Data shown START

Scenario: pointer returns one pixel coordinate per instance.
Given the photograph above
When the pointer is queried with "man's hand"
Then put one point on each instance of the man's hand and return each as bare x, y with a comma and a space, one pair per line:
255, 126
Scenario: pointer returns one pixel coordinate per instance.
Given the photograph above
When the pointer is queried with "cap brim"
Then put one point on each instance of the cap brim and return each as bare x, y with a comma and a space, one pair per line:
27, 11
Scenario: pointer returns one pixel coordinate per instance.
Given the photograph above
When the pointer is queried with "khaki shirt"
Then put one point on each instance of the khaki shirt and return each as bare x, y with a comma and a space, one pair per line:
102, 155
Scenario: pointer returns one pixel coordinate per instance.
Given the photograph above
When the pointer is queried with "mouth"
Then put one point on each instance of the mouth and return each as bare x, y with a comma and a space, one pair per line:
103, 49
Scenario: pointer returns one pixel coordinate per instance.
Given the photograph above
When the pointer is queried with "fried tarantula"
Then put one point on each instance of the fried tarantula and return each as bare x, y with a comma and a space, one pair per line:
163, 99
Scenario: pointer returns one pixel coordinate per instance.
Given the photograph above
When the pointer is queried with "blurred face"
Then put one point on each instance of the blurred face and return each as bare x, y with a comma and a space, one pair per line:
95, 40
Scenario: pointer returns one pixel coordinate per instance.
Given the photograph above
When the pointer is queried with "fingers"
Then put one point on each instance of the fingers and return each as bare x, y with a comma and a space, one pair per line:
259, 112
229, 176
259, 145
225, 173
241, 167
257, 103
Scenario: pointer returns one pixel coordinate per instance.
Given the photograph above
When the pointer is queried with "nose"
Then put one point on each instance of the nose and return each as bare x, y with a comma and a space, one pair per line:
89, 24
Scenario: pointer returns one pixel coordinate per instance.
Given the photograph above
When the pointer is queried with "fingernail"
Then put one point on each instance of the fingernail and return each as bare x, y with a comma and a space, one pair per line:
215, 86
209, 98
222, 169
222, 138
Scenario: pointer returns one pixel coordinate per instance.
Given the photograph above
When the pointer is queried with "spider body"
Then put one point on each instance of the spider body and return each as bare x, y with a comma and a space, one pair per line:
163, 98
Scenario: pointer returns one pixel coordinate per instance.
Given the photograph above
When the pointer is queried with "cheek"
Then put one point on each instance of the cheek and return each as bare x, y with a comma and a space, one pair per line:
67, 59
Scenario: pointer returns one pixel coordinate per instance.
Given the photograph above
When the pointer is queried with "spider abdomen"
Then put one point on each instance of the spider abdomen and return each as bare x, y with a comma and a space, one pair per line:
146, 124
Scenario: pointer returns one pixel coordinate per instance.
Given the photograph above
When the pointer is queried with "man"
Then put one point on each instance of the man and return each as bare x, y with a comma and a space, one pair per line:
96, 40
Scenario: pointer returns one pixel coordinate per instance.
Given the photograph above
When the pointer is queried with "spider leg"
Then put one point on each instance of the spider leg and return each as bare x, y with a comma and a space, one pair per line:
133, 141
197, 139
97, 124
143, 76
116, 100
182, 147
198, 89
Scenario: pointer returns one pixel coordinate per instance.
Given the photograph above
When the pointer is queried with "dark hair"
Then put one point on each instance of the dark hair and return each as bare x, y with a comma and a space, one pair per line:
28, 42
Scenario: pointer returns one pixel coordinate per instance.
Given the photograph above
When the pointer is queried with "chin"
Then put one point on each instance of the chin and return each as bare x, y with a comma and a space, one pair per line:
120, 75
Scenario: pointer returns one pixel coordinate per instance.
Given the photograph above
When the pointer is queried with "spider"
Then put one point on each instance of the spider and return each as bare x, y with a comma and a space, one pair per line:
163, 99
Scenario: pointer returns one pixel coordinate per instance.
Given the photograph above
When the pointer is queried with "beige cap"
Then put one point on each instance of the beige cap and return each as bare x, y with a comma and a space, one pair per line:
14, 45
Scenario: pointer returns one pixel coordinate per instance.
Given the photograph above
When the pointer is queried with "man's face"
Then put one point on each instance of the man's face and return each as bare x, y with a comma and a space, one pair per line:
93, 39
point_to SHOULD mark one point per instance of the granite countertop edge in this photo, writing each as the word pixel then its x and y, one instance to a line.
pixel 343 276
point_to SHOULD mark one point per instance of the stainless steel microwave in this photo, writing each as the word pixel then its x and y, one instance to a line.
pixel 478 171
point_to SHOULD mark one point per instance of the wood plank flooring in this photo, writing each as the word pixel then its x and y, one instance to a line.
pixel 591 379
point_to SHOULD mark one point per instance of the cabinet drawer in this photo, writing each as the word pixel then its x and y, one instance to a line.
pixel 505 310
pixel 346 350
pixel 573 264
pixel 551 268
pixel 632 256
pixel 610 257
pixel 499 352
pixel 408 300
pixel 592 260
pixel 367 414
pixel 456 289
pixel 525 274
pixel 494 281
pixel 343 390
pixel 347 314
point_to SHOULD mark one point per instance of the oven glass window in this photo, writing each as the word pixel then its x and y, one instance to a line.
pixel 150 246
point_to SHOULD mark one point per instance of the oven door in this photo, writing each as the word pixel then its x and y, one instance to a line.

Data shown END

### Directions for this task
The data must be retyped in full, exactly as it reads.

### Answer box
Scenario: pointer returns one pixel coordinate per instance.
Given the photograph above
When the pointer is queried with "man's hand"
Then put one point on each instance of the man's hand and return each as bare x, y with a comma and a space, one pair per line:
255, 126
Scenario: pointer returns one pixel coordinate per instance.
Given the photograph above
When the pointer is queried with "cap brim"
Then put one point on each instance of the cap brim and return each as bare x, y with a comma and a space, one pair per line:
27, 11
Scenario: pointer returns one pixel coordinate per instance.
Given the photograph above
When the pointer is queried with "khaki shirt"
Then put one point on each instance of the khaki shirt and return each as bare x, y with a comma and a space, one pair per line:
102, 155
Scenario: pointer returns one pixel coordinate per instance.
Given the photograph above
When the pointer is queried with "mouth"
Then put one point on each instance of the mouth and return each as bare x, y with a comma and a space, one pair per line:
103, 49
Scenario: pointer returns one pixel coordinate per instance.
Given the photograph above
When the pointer is queried with "fried tarantula"
Then put one point on each instance of the fried tarantula and return each as bare x, y with a comma and a space, one pair per line:
163, 99
Scenario: pointer returns one pixel coordinate per instance.
Given the photograph above
When the pointer is queried with "blurred face"
Then put one point on each instance of the blurred face and return each as bare x, y with a comma and a space, one pair per line:
95, 40
Scenario: pointer returns one pixel coordinate per instance.
Given the photograph above
When the pointer is queried with "fingers"
Then put one point on each instance of the fingers and return each as bare x, y with a comma and a space, one pair per line:
259, 112
229, 176
259, 145
225, 173
241, 167
257, 103
Scenario: pointer returns one pixel coordinate per instance.
Given the photograph above
When the pointer is queried with "nose"
Then put one point on each instance of the nose and return each as bare x, y with a comma and a space, one pair per line:
89, 24
Scenario: pointer returns one pixel coordinate per instance.
Given the photograph above
When the pointer is queried with "fingernail"
Then put one point on each instance of the fingernail and return each as bare x, y with a comma and a space, one pair per line:
215, 86
209, 98
222, 169
222, 138
Scenario: pointer returns one pixel coordinate per instance.
Given the photograph above
When the pointer is queried with "spider body"
Then put one point on each instance of the spider body and return each as bare x, y with a comma and a space, one pair per line:
163, 98
Scenario: pointer returns one pixel coordinate per instance.
Given the photograph above
When the pointer is queried with "cheek"
Then put one point on each instance of the cheek and return each as bare x, y with a comma and a space, one pair per line:
67, 59
Scenario: pointer returns one pixel coordinate per instance.
Given the photograph above
When the pointer is queried with "spider abdomen"
Then put one point on each instance of the spider abdomen and return each as bare x, y with a comma and a space, one pair per line:
146, 124
Scenario: pointer returns one pixel coordinate per instance.
Given the photograph above
When the pointer is queried with "man"
Then put one point on each instance of the man and return each as bare x, y with a comma and a space, one pair per line:
96, 40
Scenario: pointer returns one pixel coordinate per instance.
Given the photograph above
When the pointer is queried with "spider leg"
Then put one point on each instance of the spider leg and return each as bare x, y with a comma and a space, one pair per line:
133, 141
197, 139
97, 124
143, 76
116, 100
182, 147
198, 89
Scenario: pointer returns one pixel coordinate per instance.
Given the photograph above
When the pointer is queried with "dark hair"
Then put one point on each instance of the dark hair and return each as bare x, y with a comma and a space, one pair per line:
28, 42
Scenario: pointer returns one pixel coordinate per instance.
Given the photograph above
When the pointer is queried with "chin"
Then put one point on each instance of the chin and return each as bare x, y with a comma and a space, one pair per line:
120, 75
Scenario: pointer returns one pixel coordinate per instance.
Given the photograph above
When the pointer is queried with "spider"
Then put one point on each instance of the spider and return each as bare x, y with a comma and a space, one pair per line:
163, 99
Scenario: pointer returns one pixel coordinate per instance.
Given the photograph above
When the pointer is queried with "beige cap"
Then put one point on each instance of the beige cap and return each as bare x, y with a comma and a space, one pair per line:
14, 45
Scenario: pointer returns one pixel coordinate per instance.
Given the photograph above
When the pointer is queried with "man's face"
Then put one point on each instance of the man's face and return each as bare x, y with a comma and a space, one pair per line:
93, 39
point_to SHOULD mark one point per instance of the granite countertop edge in this photo, writing each as the word pixel then its x and y, one instance to a line.
pixel 343 276
point_to SHOULD mark one point per instance of the stainless steel microwave in this photo, writing each as the word pixel then its x and y, one instance to a line.
pixel 478 171
point_to SHOULD mark one point per instance of the wood plank flooring in this photo, writing each as the word pixel then its x and y, one instance to a line.
pixel 591 379
point_to SHOULD mark one point per instance of the cabinet drawer in this photo, writing each as the word pixel then its x and y, one instance to a line.
pixel 505 310
pixel 346 350
pixel 573 264
pixel 551 268
pixel 632 256
pixel 610 257
pixel 499 352
pixel 408 300
pixel 592 260
pixel 367 414
pixel 456 289
pixel 525 274
pixel 494 281
pixel 343 390
pixel 347 314
point_to SHOULD mark one point per instance of the oven glass window in this photo, writing each as the word pixel then its x and y, one instance to a line.
pixel 150 246
point_to SHOULD mark one point per instance of the oven door in this photo, writing each as the word pixel then its x and y, one instance to a line.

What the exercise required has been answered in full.